Stored data entries
::::
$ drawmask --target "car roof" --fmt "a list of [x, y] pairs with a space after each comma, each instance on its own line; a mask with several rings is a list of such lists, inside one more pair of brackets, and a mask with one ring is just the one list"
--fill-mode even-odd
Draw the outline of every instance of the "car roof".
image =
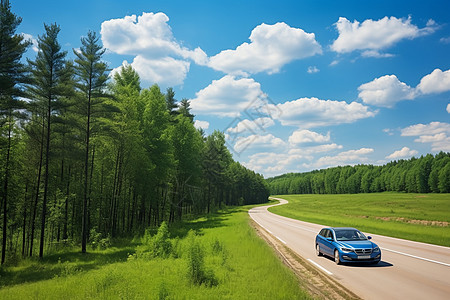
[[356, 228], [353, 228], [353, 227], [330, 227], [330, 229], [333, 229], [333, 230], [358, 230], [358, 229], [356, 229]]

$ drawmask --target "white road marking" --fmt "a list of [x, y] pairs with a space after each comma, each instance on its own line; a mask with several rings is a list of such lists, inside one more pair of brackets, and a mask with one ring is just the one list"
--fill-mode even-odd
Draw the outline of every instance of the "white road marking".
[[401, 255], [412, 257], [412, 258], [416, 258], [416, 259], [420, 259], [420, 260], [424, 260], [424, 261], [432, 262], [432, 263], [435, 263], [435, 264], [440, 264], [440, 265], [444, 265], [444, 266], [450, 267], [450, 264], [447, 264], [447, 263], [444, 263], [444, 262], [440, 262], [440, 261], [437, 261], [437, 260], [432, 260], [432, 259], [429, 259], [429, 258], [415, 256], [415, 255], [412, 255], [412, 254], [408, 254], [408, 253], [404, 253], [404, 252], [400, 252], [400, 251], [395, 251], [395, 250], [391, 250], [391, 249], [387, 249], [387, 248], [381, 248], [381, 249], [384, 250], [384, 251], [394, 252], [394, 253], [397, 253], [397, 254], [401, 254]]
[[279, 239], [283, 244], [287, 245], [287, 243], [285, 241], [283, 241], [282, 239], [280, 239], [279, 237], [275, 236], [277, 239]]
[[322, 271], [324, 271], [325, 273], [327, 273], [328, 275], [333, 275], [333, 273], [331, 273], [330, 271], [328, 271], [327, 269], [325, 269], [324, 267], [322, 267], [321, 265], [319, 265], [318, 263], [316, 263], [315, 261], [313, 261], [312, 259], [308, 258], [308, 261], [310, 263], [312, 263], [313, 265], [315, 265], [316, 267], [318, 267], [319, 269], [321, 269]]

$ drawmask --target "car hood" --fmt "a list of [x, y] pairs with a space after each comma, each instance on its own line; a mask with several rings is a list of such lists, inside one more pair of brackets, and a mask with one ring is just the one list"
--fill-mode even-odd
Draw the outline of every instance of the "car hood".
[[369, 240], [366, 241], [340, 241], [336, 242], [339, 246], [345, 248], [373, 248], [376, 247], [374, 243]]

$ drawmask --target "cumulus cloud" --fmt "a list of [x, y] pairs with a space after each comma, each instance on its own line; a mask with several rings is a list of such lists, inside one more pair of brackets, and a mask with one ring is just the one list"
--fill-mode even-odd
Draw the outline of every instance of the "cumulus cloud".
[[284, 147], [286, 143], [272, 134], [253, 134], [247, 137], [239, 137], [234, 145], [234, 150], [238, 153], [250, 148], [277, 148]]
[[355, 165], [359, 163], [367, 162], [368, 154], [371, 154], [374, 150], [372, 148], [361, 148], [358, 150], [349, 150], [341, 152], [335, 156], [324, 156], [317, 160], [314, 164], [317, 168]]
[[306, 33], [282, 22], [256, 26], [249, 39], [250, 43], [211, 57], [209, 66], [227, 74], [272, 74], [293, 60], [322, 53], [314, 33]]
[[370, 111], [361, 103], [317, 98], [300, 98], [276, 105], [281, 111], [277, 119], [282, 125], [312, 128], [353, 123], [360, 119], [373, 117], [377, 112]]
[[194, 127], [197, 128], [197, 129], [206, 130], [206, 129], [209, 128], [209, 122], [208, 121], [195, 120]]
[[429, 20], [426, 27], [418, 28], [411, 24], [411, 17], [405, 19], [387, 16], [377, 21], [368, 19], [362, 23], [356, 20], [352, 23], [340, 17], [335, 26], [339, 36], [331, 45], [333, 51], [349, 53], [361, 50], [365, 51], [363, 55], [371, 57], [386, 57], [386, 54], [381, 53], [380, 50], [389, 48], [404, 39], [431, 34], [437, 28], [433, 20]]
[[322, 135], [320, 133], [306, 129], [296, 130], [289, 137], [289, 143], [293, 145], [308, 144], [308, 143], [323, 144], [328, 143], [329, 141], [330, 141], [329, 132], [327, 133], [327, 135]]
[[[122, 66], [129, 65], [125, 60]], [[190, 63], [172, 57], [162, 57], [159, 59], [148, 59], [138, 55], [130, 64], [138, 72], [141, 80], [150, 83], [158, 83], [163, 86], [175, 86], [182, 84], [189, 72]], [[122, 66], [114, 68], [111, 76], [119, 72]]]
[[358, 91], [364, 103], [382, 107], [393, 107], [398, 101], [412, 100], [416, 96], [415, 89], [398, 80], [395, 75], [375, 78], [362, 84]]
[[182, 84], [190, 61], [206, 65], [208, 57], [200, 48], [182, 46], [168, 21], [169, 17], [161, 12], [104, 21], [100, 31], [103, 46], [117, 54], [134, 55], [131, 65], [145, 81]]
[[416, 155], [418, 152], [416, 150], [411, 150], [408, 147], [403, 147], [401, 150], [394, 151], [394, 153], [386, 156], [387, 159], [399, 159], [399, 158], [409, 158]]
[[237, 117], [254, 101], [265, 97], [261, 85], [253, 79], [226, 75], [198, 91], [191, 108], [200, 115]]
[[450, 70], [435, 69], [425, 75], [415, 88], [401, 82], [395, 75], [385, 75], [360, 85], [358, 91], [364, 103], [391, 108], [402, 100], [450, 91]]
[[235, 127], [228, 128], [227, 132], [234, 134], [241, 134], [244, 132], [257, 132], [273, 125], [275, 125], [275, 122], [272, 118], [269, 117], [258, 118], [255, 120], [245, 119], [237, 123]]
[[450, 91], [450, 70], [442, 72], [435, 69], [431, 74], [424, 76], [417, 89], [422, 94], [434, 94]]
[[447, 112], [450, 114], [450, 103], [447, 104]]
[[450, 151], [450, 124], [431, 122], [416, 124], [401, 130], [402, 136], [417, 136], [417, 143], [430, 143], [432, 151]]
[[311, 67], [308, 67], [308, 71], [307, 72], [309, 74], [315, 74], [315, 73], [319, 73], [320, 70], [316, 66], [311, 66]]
::::
EXERCISE AIM:
Search the records above for the word "roof", then say how many lines contain it. Give the number alone.

ANSWER SPACE:
2